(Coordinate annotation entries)
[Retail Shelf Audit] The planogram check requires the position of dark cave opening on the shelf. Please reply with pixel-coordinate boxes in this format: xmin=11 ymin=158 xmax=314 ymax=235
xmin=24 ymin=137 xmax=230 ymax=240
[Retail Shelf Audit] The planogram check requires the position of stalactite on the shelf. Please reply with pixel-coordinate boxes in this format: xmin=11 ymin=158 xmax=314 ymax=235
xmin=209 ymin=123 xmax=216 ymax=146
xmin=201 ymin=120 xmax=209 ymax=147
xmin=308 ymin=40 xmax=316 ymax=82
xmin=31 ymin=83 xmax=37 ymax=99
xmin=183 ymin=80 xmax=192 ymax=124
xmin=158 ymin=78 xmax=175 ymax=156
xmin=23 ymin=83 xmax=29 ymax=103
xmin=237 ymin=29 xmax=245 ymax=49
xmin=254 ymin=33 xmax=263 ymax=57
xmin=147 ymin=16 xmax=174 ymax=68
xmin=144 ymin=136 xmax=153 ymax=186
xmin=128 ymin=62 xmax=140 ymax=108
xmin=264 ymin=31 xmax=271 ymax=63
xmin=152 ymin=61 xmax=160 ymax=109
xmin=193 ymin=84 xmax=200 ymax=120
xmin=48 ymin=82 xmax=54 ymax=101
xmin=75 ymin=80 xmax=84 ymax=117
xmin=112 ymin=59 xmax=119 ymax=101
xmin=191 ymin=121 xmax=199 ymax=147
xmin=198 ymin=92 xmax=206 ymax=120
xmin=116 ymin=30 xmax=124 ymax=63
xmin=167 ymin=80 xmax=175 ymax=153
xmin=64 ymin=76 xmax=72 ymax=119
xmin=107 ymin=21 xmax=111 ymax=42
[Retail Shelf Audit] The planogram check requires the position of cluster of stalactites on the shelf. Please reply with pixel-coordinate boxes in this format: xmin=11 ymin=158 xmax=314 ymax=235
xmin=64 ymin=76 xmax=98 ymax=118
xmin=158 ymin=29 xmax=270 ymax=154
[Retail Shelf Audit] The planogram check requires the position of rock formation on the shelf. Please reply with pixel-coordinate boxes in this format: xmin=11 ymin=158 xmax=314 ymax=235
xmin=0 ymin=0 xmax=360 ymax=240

» **YOUR TASK**: Convert the records above into a JSON list of strings, one string per line, leaving out blank lines.

» **SOLUTION BELOW**:
[
  "[Retail Shelf Audit] The planogram check requires the position of dark cave opening on the shelf. Please reply with pixel-coordinate boxes in this format: xmin=11 ymin=158 xmax=314 ymax=235",
  "xmin=24 ymin=137 xmax=230 ymax=240",
  "[Retail Shelf Audit] The planogram check requires the position of stalactite on the shelf. Please reply with pixel-coordinate boxes in this format: xmin=11 ymin=158 xmax=314 ymax=235",
  "xmin=209 ymin=123 xmax=216 ymax=146",
  "xmin=201 ymin=120 xmax=209 ymax=147",
  "xmin=308 ymin=40 xmax=316 ymax=82",
  "xmin=31 ymin=83 xmax=37 ymax=99",
  "xmin=183 ymin=80 xmax=192 ymax=124",
  "xmin=158 ymin=78 xmax=175 ymax=156",
  "xmin=23 ymin=83 xmax=29 ymax=103",
  "xmin=237 ymin=29 xmax=245 ymax=49",
  "xmin=254 ymin=33 xmax=263 ymax=57",
  "xmin=147 ymin=16 xmax=174 ymax=68",
  "xmin=144 ymin=136 xmax=153 ymax=186",
  "xmin=128 ymin=62 xmax=140 ymax=108",
  "xmin=264 ymin=31 xmax=271 ymax=63",
  "xmin=152 ymin=61 xmax=160 ymax=109",
  "xmin=193 ymin=84 xmax=200 ymax=120",
  "xmin=48 ymin=82 xmax=54 ymax=101",
  "xmin=75 ymin=80 xmax=84 ymax=117",
  "xmin=112 ymin=59 xmax=119 ymax=101",
  "xmin=191 ymin=121 xmax=199 ymax=147",
  "xmin=198 ymin=92 xmax=206 ymax=120",
  "xmin=116 ymin=30 xmax=124 ymax=63",
  "xmin=167 ymin=80 xmax=175 ymax=153",
  "xmin=64 ymin=76 xmax=72 ymax=119",
  "xmin=107 ymin=21 xmax=111 ymax=42",
  "[Retail Shelf Audit] The planogram check requires the position of cluster of stalactites on the shelf. Please reply with pixel-coordinate boxes in this format: xmin=11 ymin=158 xmax=314 ymax=235",
  "xmin=64 ymin=76 xmax=98 ymax=118",
  "xmin=158 ymin=29 xmax=270 ymax=154",
  "[Retail Shelf Audit] The planogram check requires the position of rock formation on the shelf. Please reply with pixel-coordinate boxes in this format: xmin=11 ymin=158 xmax=314 ymax=235",
  "xmin=0 ymin=0 xmax=360 ymax=240"
]